------ Source passage ------

Don't know if I 100% understand you - you mean take a secondary coil, put a changing flux through it (from any source - primary, whatever), and short the output with no resistors / load? Then yes, of course you will get a large drop across the coil, because there is hardly any other resistance in the circuit outside of the coils. Copper of course has a small resistivity , and there is a lot more length of wire in the coils than in the shorting wire, so it will get the lions share of the drop. Put any significant resistance / load in the circuit, and most of the drop will be on the load. And yeah, maybe it's a minor practical consideration that often gets neglected in an ideal treatment, as we usually model the small resistance with another part of the circuit, as part of a lumped resistance. But if you think the ohmic voltage drop across the coil in the circuits we're considering is the same as its output, you've missed the entire point.

 

[Averagesupernova]

you mean take a secondary coil, put a changing flux through it (from any source - primary, whatever), and short the output with no resistors / load?

Well of course that's what I mean! Hasn't that been the central point of the discussion? Just because the secondary winding in the transformer example I gave a few posts back is more than one turn makes no difference. The whole thing is exposed to the flux and the whole I*R voltage is lost across the resistance of the copper. Just how difficult are you trying to make this?

 

[tedward]

The bottom line is Faraday's law, when you break it down, is simply a statement of conservation of energy.

Int(E.dl) = Sum(V) = -d(phi)/dt

This simply means all the energy delivered to the loop = time rate of change of flux. Energy in from the outside equals energy spent by the resistors. The loop sum is non-zero, or E-field is non-conservative, since energy comes from outside the loop.

If there is no changing flux anywhere, then you get Kirchoff's law

Int(E.dl) = Sum(V) = 0

Any energy spent by a resistor comes from a battery in the loop. The E-field is conservative.

Period.

 

[tedward]

Well of course that's what I mean! Hasn't that been the central point of the discussion? Just because the secondary winding in the transformer example I gave a few posts back is more than one turn makes no difference. The whole thing is exposed to the flux and the whole I*R voltage is lost across the resistance of the copper. Just how difficult are you trying to make this?

Apologies, I misunderstood what you were describing. I was thinking transformer with a load, not the uniform ring. In the last part of #91 I was describing a typical LR circuit where the winding resistance is neglected.

 

[Averagesupernova]

So I have no idea where you are at on this now. Nothing has changed for me. It is my position that a shorted single ring as a secondary you cannot measure a voltage between any two points on the ring/loop. Getting a voltmeter reading when doing this means the voltmeter leads are placed improperly and contributing to the reading.

 

[Averagesupernova]

I don't understand why we keep drifting off into places that distract from the point at hand. The whole point of what I have introduced into this is to prove it is not possible to measure a voltage between points on a shorted ring. After that we can discuss non-distributed resistance on the ring. An agreement with my position causes the requirement to use specific orientation of test leads on other configurations of the resistance on the ring.

 

[tedward]

The whole point of what I have introduced into this is to prove it is not possible to measure a voltage between points on a shorted ring.... An agreement with my position causes the requirement to use specific orientation of test leads on other configurations of the resistance on the ring.

------ Supplied information ------

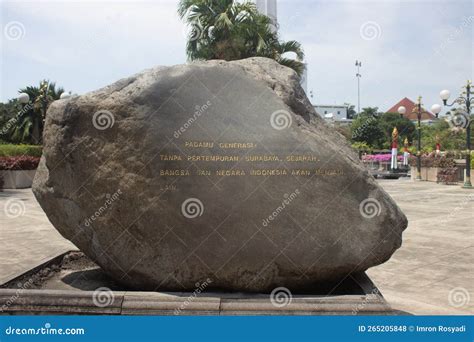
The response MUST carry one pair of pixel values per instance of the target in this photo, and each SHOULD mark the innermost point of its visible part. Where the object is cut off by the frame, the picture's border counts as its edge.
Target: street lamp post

------

▶ [Requirements]
1. In the forum thread on Faraday's law, translate this sentence into Spanish: "Any energy spent by a resistor comes from a battery in the loop."
2. Carry on the forum thread on Faraday's law and the shorted ring, starting right after its final quoted passage.

▶ [The replies]
1. Toda la energía que gasta una resistencia proviene de una batería que está en el lazo.

2.
So I'm writing a post on the lead argument / voltage masking debate right now, because it's a question that keeps coming up. But to this point - when you say the specific orientation of test leads are you referring to Mabilde's pie-shaped leads over the solenoid?

 

[Averagesupernova]

But to this point - when you say the specific orientation of test leads are you referring to Mabilde's pie-shaped leads over the solenoid?

ANY placement. It's critical since a pair of leads for a voltmeter have the exact same properties as the DUT. They are not an insignificant part of the setup.

 

[tedward]

THE TEST LEAD QUESTION

An important question that keeps coming up is whether or not a voltmeter measurement in a circuit with an induced emf, placed either across a resistor or a section of conducting wire, 'masks' the intended measurement because it is subject to the same induced field as the section being measured. It's a valid concern, provided there is actually something there to measure. The answer to this question depends only on your choice of voltage convention.

Certainly we don't have this problem when we measure a resistor in a regular DC circuit. A voltmeter is a just a resistor placed in parallel, so it's true voltage (and reading) is exactly the same as the measured resistor. But isn't it subject to the battery's emf as well? Of course it is. You can look at it either way - "measuring" the resistor's voltage, or reacting to the emf in exactly the same way as the resistor. It's the same thing said two different ways. Does it make a difference if we're talking about induced emf?

Let's say we're trying to measure the 'scalar potential' in a section of conducting wire in an induced-emf circuit, just wire around a solenoid with one lumped resistor. The scalar potential here is the integral of the Electrostatic field only:

$V_s = \int{\vec E_s \cdot\vec dl}$

In this case $E_s$ can be thought of as the negative of the induced field that would be present if it wasn't canceled out, or as it would appear in free space. Some people refer to this as the 'emf' in this section of the wire (a term I object to, but I digress).

I place my voltmeter in parallel with the wire section. The wire has a presumably non-zero scalar potential between the two points of measurement, and for the exact same reason my voltmeter leads have the same scalar potential as long as it closely follows the DUT. The voltmeter should read zero as the 'potentials' in the wires cancel each other out. It certainly does, so it seems like this argument works in this case. We now know that voltmeters can't measure scalar potential independently. (Keep in mind the scalar potential is just a mathematically derived quantity anyway, charges have no way of responding to it independently of induced field).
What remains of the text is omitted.